Dataset =>
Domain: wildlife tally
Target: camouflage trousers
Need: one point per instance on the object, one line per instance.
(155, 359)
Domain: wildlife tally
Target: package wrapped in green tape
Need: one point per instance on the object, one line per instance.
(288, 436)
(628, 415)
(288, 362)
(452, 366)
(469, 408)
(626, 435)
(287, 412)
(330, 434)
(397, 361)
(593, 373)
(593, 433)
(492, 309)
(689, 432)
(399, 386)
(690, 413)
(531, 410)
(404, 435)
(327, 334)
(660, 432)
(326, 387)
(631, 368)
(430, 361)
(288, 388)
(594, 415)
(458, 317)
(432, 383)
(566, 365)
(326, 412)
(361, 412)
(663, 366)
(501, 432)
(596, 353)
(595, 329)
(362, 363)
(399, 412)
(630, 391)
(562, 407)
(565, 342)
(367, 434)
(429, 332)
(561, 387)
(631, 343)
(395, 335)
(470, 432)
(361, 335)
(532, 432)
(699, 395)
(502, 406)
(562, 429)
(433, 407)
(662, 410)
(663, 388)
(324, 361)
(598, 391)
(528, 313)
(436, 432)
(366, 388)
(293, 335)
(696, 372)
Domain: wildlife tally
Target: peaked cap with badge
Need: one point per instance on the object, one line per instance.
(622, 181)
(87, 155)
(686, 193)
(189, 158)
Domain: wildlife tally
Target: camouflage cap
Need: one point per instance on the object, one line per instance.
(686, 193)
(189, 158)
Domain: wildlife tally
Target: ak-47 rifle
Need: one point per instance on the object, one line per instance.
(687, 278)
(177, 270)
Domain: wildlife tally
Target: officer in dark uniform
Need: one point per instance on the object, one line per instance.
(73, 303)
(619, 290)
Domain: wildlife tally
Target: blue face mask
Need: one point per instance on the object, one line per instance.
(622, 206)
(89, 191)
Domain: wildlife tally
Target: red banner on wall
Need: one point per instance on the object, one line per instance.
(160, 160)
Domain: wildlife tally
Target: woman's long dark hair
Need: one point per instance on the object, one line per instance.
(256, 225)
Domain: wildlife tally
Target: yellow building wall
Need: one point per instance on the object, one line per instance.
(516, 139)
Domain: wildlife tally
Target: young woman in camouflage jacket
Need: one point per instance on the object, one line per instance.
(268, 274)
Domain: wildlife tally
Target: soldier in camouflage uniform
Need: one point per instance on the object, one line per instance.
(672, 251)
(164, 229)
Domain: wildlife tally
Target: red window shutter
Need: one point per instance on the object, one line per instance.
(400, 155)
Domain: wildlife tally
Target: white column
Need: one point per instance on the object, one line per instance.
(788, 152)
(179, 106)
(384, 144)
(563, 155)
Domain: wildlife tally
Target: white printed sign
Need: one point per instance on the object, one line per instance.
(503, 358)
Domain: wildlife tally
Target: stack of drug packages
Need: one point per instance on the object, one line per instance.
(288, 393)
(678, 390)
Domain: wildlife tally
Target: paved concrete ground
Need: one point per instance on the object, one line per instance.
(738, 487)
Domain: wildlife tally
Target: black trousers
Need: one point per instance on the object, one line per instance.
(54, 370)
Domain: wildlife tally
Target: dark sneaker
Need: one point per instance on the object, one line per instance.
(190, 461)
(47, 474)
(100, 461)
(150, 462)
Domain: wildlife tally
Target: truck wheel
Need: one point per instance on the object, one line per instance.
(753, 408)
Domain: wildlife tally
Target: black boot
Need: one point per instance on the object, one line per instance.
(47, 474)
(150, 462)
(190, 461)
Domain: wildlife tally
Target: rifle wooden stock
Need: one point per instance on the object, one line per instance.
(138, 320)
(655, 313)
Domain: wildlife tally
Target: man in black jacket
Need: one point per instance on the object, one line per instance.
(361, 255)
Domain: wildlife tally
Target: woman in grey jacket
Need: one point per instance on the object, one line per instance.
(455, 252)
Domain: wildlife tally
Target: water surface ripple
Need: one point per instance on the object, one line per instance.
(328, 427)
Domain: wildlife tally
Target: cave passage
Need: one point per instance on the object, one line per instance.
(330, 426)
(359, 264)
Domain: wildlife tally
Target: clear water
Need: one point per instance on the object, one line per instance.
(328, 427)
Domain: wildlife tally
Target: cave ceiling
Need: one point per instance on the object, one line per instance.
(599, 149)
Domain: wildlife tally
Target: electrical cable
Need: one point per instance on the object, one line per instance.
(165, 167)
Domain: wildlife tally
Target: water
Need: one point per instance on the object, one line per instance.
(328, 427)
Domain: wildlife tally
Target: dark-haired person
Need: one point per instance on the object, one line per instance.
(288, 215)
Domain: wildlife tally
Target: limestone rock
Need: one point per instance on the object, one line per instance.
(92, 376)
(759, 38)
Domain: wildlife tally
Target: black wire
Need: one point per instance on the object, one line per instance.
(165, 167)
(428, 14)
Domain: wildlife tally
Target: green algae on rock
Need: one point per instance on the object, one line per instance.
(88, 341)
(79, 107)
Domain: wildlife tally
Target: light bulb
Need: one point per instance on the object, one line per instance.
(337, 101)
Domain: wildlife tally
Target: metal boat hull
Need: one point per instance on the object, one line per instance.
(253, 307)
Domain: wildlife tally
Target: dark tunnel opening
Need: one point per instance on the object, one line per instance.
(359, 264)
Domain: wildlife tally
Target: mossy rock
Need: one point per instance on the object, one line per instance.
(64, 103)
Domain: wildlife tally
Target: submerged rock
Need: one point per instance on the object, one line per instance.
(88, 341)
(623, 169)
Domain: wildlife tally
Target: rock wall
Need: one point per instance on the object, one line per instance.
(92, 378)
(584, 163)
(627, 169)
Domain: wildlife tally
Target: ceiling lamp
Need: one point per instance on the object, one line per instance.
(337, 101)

Required work => Whatever appears in the data above should be set down again exactly.

Answer section =>
Domain: wildlife tally
Target: camouflage trousers
Need: one point per instance on the object, one line per instance.
(155, 359)
Domain: wildlife tally
Target: package wrapped in green tape
Need: one point per instance on the object, one line per instance.
(288, 436)
(628, 415)
(288, 362)
(452, 366)
(469, 408)
(626, 435)
(287, 412)
(330, 434)
(397, 361)
(593, 373)
(593, 433)
(492, 309)
(689, 432)
(399, 386)
(690, 413)
(531, 410)
(404, 435)
(327, 334)
(660, 432)
(326, 387)
(631, 368)
(430, 361)
(288, 388)
(594, 415)
(458, 317)
(432, 383)
(566, 365)
(326, 412)
(361, 412)
(663, 366)
(501, 432)
(596, 353)
(595, 329)
(362, 363)
(399, 412)
(630, 391)
(562, 407)
(565, 342)
(367, 434)
(429, 332)
(561, 387)
(631, 343)
(395, 335)
(470, 432)
(361, 335)
(532, 432)
(699, 395)
(502, 406)
(562, 429)
(433, 407)
(662, 410)
(663, 388)
(324, 361)
(598, 391)
(528, 313)
(436, 432)
(366, 388)
(293, 335)
(696, 372)
Domain: wildlife tally
Target: peaked cap with badge
Need: one point per instance on the object, one line per instance.
(622, 181)
(87, 155)
(686, 193)
(189, 158)
Domain: wildlife tally
Target: camouflage cap
Need: one point per instance on the object, one line per instance.
(686, 193)
(189, 158)
Domain: wildlife tally
Target: ak-47 rifle
Need: one point per instance on the object, one line per instance.
(687, 278)
(177, 270)
Domain: wildlife tally
Target: officer in dark uniform
Need: one point per instance on the object, one line per instance.
(73, 303)
(619, 290)
Domain: wildlife tally
Target: blue face mask
Need: one point per instance on the object, one line per instance.
(622, 206)
(89, 191)
Domain: wildlife tally
Target: red banner on wall
Need: one point per instance on the object, one line per instance.
(160, 160)
Domain: wildlife tally
Target: woman's long dark hair
Need: one point per instance on the object, one line per instance.
(256, 225)
Domain: wildlife tally
Target: yellow building wall
Need: one point per instance on the object, one line per instance.
(516, 139)
Domain: wildlife tally
Target: young woman in camouflage jacket
Need: one point per instance on the object, one line per instance.
(268, 274)
Domain: wildlife tally
Target: soldier in camouflage uniform
Need: one point per instance on the object, one line per instance.
(672, 251)
(164, 229)
Domain: wildlife tally
Target: red window shutter
Need: one point per instance on the object, one line per instance.
(400, 155)
Domain: wildlife tally
Target: white column
Need: one point per instance on the object, one line per instance.
(788, 152)
(179, 106)
(384, 144)
(563, 155)
Domain: wildlife tally
Target: white printed sign
Need: one point per instance on the object, one line per instance.
(503, 358)
Domain: wildlife tally
Target: stack of drug packages
Need: one point per instance on the object, one line per instance.
(288, 393)
(678, 390)
Domain: wildlife tally
Target: paved concrete ground
Need: one point per instance on the object, one line per instance.
(738, 487)
Domain: wildlife tally
Target: black trousers
Need: one point per instance on the object, one line per instance.
(54, 370)
Domain: wildlife tally
Target: dark sneaker
Need: one point per instance on the object, one line per instance.
(190, 461)
(47, 474)
(100, 461)
(150, 462)
Domain: wildlife tally
Target: truck wheel
Need: one point per instance on the object, one line per instance.
(753, 408)
Domain: wildlife tally
Target: black boot
Need: one point per instance on the object, one line per instance.
(47, 474)
(150, 462)
(190, 461)
Domain: wildlife tally
Target: rifle wooden stock
Need: one point per instance on the object, one line per instance.
(138, 320)
(655, 313)
Domain: wildlife tally
Target: man in black jacket
Need: one point per instance on the object, one line per instance.
(361, 255)
Domain: wildlife tally
Target: woman in grey jacket
Need: one point per instance on the object, one line per instance.
(455, 252)
Domain: wildlife tally
Target: water surface ripple
Need: one point per instance on the object, one line per instance.
(328, 427)
Domain: wildlife tally
Target: cave passage
Need: one point per instance on the object, one line per instance.
(330, 426)
(359, 264)
Domain: wildlife tally
Target: clear water
Need: one point per instance on the object, one line per instance.
(328, 427)
Domain: wildlife tally
Target: cave ceiling
Need: one point per instance on the object, one line per instance.
(599, 149)
Domain: wildlife tally
Target: electrical cable
Need: one point per instance on the object, one line per instance.
(165, 167)
Domain: wildlife tally
Target: water
Need: one point per instance on the object, one line per instance.
(328, 427)
Domain: wildlife tally
Target: dark-haired person
Need: one point per instance on the object, one line per instance.
(288, 215)
Domain: wildlife tally
Target: limestone rock
Need: one point per instance on the object, one line per instance.
(92, 376)
(759, 38)
Domain: wildlife tally
Target: black wire
Need: one point per instance on the object, one line per instance.
(165, 167)
(428, 14)
Domain: wildlife tally
Target: green algae on rock
Need: one point per instance on the object, one line per instance.
(88, 341)
(79, 107)
Domain: wildlife tally
Target: light bulb
Need: one point per instance on the object, one line per instance.
(337, 101)
Domain: wildlife tally
Target: metal boat hull
Need: one point per instance on the object, one line per instance.
(253, 307)
Domain: wildlife tally
Target: dark tunnel opening
Need: one point per instance on the object, one line per instance.
(359, 264)
Domain: wildlife tally
Target: mossy rock
Need: one point per instance on the object, one line per instance.
(64, 103)
Domain: wildlife tally
Target: submerged rock
Need: one point per instance on the object, one line per instance.
(88, 341)
(623, 169)
Domain: wildlife tally
Target: rock wall
Need: one point per instance on the object, one line per instance.
(92, 378)
(584, 163)
(627, 169)
Domain: wildlife tally
Target: ceiling lamp
Need: one point per instance on the object, one line per instance.
(337, 101)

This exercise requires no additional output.